▸ **Written request 1**
Output the passage of the CPS membership thread from "Dear great Teachers." up to and including "great night, Sir.", reproduced verbatim.

# CPS Membership



## Mt Spokane Photography (Apr 7, 2016)

Renewal time for me again. This year, they cut costs by sending the packet by FedEx 2 day rather than overnight as in the past.

They also included a new membership card with a note warning you that they will be cutting costs and will not include a membership card in the future. This is exactly the same note and a identical card to the one from last year which I glanced at as I tossed it out. I do not have the previous packets, so I don't know how long this has been going on.

I wish that they did like Canon Canada and offered a discount on equipment to CPS members.


----------



## neuroanatomist (Apr 7, 2016)

I've considered signing up, but I don't think it's worth it for me. The equipment loans seem nice, but I tend to be decisive and just buy, or if truly unsure I buy used and re-sell if I don't want it – and overall I've made money doing that, with an unlimited evaluation period. The only time I've needed service was for a dead EOS M, I don't think that qualifies for a CPS repair discount, and it ended up being only ~$20 more than the fixed-rate repair charge to buy a new EOS M2.


----------



## surapon (Apr 8, 2016)

Dear great Teachers.
I have been CPS more than 7 years start 2 years with Silver Level = Free, and past many years = Gold Level = $ 100 US Dollars, The first 2 years of Gold Level member, CPS send me a lot of great Gifts, But Last 2 years they just send the Package say Thank you and the Ticket to fix the damage equipment with 2 day faster than free member.
No, I will not send 100 US Dollars this year, No more CPS Membership for me.
Have a great night, Sir.
Surapon


----------



## expatinasia (Apr 8, 2016)

CPS has been enormous help to me on many occasions. I definitely feel membership is worth it. Even if it was not for the support and help, just some of their promotions they do make it worthwhile.

The reasons for joining will be different for each person, but for me, I will most definitely remain a member for as long as CPS continues.


----------



## Monchoon (Apr 8, 2016)

Mt Spokane Photography said:


> Renewal time for me again. This year, they cut costs by sending the packet by FedEx 2 day rather than overnight as in the past.
> 
> They also included a new membership card with a note warning you that they will be cutting costs and will not include a membership card in the future. This is exactly the same note and a identical card to the one from last year which I glanced at as I tossed it out. I do not have the previous packets, so I don't know how long this has been going on.
> 
> I wish that they did like Canon Canada and offered a discount on equipment to CPS members.


Especially now that they have raised the costs on all gear.


----------



## R1-7D (Apr 8, 2016)

In Canada it's definitely worth it. The membership just paid for itself with my 11-24mm purchase (saved over $300), and it'll further help with my 1DX II purchase when it comes in ($6800 instead of $8000). 

The test drives of equipment are awesome, and a four day turn around period for platinum members is worth the price of admission alone.


----------



## Monchoon (Apr 8, 2016)

R1-7D said:


> In Canada it's definitely worth it. The membership just paid for itself with my 11-24mm purchase (saved over $300), and it'll further help with my 1DX II purchase when it comes in ($6800 instead of $8000).
> 
> The test drives of equipment are awesome, and a four day turn around period for platinum members is worth the price of admission alone.


+1
I was actually looking at that, but I just think its to much camera for me I have a 6D and a 7DII.

Enjoy.


----------



## eml58 (Apr 8, 2016)

▸ **Written request 2**
Return the records verbatim, from their first line up to and including the line with "[299,633,364,680]", and leave out the pictures.

▸ **Records for this exercise**
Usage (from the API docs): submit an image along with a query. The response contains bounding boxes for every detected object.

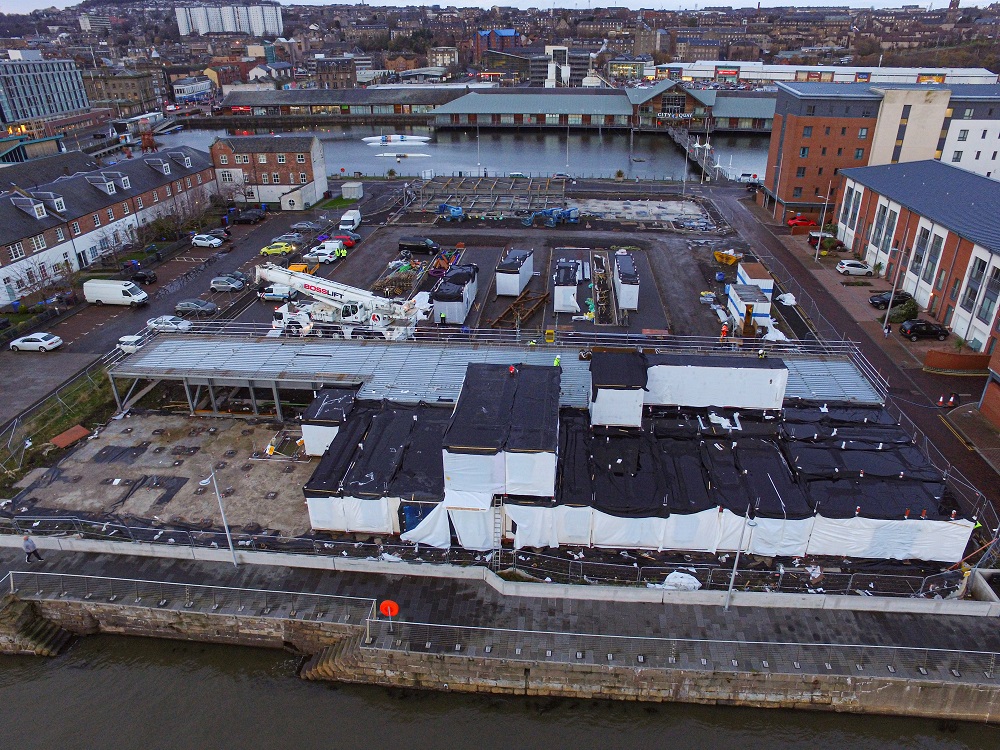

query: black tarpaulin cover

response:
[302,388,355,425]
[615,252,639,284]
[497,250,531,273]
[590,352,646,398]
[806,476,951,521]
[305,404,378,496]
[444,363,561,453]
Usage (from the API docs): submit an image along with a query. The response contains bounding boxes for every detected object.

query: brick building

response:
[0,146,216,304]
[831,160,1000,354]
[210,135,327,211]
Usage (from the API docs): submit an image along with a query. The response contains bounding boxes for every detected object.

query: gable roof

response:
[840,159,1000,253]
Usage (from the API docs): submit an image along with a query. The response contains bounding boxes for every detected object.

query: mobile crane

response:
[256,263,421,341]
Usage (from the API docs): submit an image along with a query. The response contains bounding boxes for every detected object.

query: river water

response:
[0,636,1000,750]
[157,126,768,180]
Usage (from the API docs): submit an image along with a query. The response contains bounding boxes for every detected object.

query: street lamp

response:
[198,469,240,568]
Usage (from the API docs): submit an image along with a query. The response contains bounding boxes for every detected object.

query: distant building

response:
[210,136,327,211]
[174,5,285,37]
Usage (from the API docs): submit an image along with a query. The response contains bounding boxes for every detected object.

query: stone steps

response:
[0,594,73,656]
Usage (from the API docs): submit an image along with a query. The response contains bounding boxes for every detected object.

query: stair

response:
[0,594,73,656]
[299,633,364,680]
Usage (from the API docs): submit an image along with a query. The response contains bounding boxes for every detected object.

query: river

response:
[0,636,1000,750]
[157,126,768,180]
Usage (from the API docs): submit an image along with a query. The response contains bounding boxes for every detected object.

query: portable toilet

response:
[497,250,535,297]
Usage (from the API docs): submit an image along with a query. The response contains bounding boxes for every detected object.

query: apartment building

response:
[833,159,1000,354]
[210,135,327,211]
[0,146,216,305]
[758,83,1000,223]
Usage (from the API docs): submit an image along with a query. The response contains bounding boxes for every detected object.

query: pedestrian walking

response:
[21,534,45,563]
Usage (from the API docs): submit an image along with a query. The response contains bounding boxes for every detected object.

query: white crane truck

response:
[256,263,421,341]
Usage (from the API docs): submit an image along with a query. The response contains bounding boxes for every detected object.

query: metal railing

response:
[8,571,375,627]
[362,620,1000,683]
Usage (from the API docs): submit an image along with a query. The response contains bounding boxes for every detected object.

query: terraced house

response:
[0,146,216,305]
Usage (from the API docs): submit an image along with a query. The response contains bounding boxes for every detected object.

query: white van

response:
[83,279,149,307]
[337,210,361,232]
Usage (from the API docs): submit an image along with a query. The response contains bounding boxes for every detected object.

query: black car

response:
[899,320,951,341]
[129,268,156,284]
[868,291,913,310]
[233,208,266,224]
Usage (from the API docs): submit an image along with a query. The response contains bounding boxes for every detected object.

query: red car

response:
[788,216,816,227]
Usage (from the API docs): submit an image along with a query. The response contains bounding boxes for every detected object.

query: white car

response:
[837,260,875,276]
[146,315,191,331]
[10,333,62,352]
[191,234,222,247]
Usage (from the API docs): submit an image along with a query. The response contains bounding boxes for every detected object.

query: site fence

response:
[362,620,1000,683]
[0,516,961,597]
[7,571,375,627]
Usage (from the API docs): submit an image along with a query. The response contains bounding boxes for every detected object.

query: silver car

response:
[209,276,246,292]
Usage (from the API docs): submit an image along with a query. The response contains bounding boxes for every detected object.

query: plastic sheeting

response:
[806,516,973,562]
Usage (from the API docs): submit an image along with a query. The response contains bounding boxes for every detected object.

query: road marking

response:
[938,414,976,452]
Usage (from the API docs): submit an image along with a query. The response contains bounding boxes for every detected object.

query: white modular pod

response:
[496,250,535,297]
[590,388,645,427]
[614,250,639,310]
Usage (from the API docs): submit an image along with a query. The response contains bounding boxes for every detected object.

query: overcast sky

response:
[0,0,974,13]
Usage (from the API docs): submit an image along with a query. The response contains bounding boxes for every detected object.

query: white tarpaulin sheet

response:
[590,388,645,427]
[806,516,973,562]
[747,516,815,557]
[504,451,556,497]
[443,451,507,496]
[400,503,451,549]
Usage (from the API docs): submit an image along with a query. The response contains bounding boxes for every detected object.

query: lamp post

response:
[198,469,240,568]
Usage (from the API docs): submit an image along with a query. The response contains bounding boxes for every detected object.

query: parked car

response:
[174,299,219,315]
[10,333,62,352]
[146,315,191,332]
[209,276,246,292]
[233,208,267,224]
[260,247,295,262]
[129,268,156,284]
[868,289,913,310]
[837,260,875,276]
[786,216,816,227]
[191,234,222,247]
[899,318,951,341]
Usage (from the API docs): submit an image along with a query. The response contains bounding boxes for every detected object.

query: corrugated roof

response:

▸ **Correct answer 1**
Dear great Teachers.
I have been CPS more than 7 years start 2 years with Silver Level = Free, and past many years = Gold Level = $ 100 US Dollars, The first 2 years of Gold Level member, CPS send me a lot of great Gifts, But Last 2 years they just send the Package say Thank you and the Ticket to fix the damage equipment with 2 day faster than free member.
No, I will not send 100 US Dollars this year, No more CPS Membership for me.
Have a great night, Sir.

▸ **Correct answer 2**
Usage (from the API docs): submit an image along with a query. The response contains bounding boxes for every detected object.


query: black tarpaulin cover

response:
[302,388,355,425]
[615,252,639,284]
[497,250,531,273]
[590,352,646,398]
[806,476,951,521]
[305,404,378,496]
[444,363,561,453]
Usage (from the API docs): submit an image along with a query. The response contains bounding boxes for every detected object.

query: brick building

response:
[0,146,216,304]
[831,160,1000,354]
[210,135,327,211]
Usage (from the API docs): submit an image along with a query. The response contains bounding boxes for every detected object.

query: gable roof

response:
[840,159,1000,253]
Usage (from the API docs): submit an image along with a query. The response contains bounding boxes for every detected object.

query: mobile crane

response:
[256,263,421,341]
Usage (from the API docs): submit an image along with a query. The response contains bounding boxes for every detected object.

query: river water

response:
[0,636,1000,750]
[157,126,768,180]
Usage (from the API docs): submit an image along with a query. The response contains bounding boxes for every detected object.

query: street lamp

response:
[198,469,240,568]
Usage (from the API docs): submit an image along with a query. The response contains bounding boxes for every detected object.

query: distant building

response:
[210,136,327,211]
[174,5,285,37]
Usage (from the API docs): submit an image along with a query. The response contains bounding boxes for every detected object.

query: stone steps

response:
[0,594,73,656]
Usage (from the API docs): submit an image along with a query. The response contains bounding boxes for every detected object.

query: stair

response:
[0,594,73,656]
[299,633,364,680]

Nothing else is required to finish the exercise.